- **Task to carry out**
Print the records below verbatim, from the line that contains "of the blue" through the line that contains "column 359, row 235", both included. Output those lines and nothing else.

━━━━━━━━━━━━━━━━

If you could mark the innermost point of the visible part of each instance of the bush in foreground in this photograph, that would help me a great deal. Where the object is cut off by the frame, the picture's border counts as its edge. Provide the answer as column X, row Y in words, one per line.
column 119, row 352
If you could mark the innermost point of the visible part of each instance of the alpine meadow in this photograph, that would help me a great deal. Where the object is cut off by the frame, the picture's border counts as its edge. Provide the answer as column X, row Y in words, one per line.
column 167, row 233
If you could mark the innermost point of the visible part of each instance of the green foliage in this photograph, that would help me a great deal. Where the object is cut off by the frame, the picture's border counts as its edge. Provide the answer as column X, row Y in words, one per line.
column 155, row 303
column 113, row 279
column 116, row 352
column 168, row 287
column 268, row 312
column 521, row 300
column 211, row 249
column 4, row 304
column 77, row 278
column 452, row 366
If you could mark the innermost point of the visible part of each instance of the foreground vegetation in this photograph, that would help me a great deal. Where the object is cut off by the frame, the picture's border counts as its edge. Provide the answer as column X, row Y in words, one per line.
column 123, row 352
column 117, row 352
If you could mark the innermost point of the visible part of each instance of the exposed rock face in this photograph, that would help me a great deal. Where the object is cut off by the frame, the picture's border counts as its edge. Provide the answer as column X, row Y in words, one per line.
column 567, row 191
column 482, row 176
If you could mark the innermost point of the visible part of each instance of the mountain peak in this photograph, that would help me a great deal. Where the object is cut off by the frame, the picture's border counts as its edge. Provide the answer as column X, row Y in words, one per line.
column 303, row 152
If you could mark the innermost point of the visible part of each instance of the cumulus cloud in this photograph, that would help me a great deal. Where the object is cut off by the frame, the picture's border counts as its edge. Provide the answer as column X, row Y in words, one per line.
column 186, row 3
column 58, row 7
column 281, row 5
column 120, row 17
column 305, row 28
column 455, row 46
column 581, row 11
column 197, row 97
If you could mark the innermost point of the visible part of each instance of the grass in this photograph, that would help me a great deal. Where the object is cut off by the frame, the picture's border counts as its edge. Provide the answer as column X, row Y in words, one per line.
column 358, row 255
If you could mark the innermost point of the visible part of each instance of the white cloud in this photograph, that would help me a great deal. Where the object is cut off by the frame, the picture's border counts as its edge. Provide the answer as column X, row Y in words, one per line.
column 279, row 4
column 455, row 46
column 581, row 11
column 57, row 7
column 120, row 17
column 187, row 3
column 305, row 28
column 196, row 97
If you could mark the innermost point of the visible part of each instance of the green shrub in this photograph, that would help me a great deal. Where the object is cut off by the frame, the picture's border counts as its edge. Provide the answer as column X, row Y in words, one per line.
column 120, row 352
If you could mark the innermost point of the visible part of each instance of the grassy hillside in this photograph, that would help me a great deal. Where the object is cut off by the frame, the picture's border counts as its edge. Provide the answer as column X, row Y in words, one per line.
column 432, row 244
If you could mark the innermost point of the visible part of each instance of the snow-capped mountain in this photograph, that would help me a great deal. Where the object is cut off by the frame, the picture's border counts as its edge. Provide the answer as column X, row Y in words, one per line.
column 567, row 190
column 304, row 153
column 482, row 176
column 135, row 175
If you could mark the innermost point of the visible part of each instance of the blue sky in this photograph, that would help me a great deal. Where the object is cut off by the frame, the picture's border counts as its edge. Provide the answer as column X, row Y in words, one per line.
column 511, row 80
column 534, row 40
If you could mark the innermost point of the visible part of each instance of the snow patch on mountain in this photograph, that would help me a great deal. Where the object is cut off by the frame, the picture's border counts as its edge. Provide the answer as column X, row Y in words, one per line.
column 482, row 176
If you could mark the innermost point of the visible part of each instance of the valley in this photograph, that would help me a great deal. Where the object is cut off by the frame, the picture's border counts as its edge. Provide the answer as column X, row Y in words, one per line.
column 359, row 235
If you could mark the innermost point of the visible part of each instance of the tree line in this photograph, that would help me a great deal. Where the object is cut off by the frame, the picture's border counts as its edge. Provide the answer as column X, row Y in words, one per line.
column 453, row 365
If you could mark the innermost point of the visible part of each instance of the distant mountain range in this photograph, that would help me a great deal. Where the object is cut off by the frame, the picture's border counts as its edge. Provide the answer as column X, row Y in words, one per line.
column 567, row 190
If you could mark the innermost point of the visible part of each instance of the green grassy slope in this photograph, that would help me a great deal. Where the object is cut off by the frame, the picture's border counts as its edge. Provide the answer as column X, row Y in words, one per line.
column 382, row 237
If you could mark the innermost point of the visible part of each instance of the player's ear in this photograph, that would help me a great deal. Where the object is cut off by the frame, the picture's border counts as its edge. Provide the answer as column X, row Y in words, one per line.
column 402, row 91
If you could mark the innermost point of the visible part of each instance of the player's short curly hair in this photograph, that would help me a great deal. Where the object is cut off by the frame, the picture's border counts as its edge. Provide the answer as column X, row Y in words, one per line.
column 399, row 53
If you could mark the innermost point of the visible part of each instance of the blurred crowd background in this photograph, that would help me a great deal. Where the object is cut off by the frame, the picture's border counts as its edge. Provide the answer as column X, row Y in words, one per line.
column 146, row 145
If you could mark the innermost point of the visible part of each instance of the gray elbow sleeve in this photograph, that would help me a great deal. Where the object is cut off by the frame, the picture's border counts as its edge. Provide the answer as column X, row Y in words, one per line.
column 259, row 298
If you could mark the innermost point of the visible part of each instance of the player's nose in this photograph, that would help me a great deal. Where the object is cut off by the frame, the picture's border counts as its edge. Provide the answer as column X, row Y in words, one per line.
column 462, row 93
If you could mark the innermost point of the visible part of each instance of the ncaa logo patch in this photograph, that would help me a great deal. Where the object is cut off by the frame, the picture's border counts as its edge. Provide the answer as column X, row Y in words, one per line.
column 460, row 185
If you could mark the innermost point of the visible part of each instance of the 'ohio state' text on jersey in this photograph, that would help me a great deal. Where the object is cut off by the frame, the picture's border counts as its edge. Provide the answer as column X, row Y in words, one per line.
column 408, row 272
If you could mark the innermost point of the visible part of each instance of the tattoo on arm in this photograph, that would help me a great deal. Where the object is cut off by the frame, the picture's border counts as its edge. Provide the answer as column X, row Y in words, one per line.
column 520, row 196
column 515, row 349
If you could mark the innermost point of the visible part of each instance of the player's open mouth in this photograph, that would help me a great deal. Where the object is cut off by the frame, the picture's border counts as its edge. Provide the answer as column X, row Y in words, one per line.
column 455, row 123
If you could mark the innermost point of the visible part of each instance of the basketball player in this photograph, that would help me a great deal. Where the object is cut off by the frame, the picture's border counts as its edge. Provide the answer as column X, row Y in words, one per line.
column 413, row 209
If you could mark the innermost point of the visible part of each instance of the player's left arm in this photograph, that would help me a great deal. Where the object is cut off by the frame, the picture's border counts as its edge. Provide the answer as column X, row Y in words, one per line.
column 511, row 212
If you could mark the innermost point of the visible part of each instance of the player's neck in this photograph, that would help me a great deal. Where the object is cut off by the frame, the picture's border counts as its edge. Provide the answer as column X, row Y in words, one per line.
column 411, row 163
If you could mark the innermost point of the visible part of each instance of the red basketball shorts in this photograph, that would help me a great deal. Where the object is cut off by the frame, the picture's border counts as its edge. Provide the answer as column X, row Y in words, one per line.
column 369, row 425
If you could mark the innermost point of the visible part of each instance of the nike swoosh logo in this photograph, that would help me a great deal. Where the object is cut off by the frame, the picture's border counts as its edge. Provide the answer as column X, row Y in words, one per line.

━━━━━━━━━━━━━━━━

- **The response**
If you could mark the innermost point of the visible part of each instance of the blue sky in this photograph, that would help me a great deal. Where the object is cut off by the frame, the picture's border counts as its edge. Provide the answer as column X, row Y in words, one per line.
column 511, row 80
column 534, row 40
If you could mark the innermost point of the visible part of each instance of the snow patch on mountain in this photograph, that would help me a great deal. Where the object is cut off by the frame, the picture's border counts as its edge. Provide the answer as column X, row Y in words, one per line.
column 482, row 176
If you could mark the innermost point of the visible part of each instance of the valley in this photograph, that would help me a great deal. Where the object is cut off by the frame, the picture's border counts as its edge. Provide the answer as column X, row Y in words, one per line.
column 359, row 235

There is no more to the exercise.